> [Short problem]:
Please turn the lines below into a numbered list, skipping any blank lines and leaving the pictures out of your answer. Begin at the very first line and stop after the line that contains "column 264, row 65".

Records taken from a data source:

====

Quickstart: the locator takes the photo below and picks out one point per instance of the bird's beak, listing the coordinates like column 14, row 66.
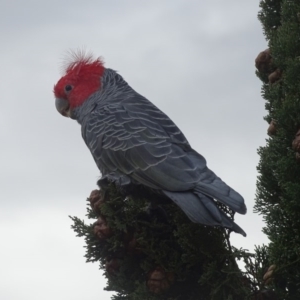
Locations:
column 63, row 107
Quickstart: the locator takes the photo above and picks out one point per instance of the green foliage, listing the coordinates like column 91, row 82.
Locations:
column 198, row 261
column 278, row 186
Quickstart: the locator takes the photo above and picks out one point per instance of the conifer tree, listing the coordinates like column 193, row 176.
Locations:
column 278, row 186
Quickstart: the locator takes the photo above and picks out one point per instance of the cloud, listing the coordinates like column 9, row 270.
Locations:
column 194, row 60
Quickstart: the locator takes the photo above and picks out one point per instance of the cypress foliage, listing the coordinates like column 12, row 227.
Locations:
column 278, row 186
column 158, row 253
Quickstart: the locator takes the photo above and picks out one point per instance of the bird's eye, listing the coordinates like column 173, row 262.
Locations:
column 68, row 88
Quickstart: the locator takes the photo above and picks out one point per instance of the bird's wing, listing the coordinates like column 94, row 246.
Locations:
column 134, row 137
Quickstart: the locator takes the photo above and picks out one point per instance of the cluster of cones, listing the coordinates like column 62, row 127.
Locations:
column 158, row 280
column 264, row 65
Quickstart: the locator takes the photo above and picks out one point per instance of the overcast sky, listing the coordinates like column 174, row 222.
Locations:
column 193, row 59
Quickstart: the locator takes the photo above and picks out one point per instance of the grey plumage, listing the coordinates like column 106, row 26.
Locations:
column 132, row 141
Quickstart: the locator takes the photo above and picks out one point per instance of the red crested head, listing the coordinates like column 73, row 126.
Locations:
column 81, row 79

====

> [Output]:
1. Quickstart: the locator takes the photo below and picks out one point per instance of the bird's beak, listing the coordinates like column 14, row 66.
2. Locations:
3. column 63, row 107
4. Quickstart: the locator takes the photo above and picks out one point per instance of the green foliage, listing the coordinates like column 91, row 82.
5. Locations:
6. column 198, row 261
7. column 278, row 186
8. Quickstart: the locator takes the photo above and picks out one point per instance of the conifer tree, listing the coordinates like column 193, row 176.
9. Locations:
10. column 278, row 186
11. Quickstart: the locator takes the photo above and picks out one point per instance of the cloud, listing the coordinates like column 9, row 270.
12. Locations:
13. column 194, row 60
14. Quickstart: the locator takes the photo above and picks out one point per instance of the cypress foliage, listing the coordinates like column 12, row 227.
15. Locations:
16. column 278, row 186
17. column 158, row 253
18. Quickstart: the locator takes the photo above and picks out one point per instance of the bird's eye, listing the coordinates like column 173, row 262.
19. Locations:
20. column 68, row 88
21. Quickstart: the locator takes the photo above and picks out one point per instance of the bird's wing, listing the coordinates like column 94, row 246.
22. Locations:
23. column 134, row 137
24. Quickstart: the locator takes the photo above and picks out one point per instance of the cluster of cones, listing the coordinates like column 62, row 127.
25. Locations:
26. column 158, row 280
27. column 264, row 65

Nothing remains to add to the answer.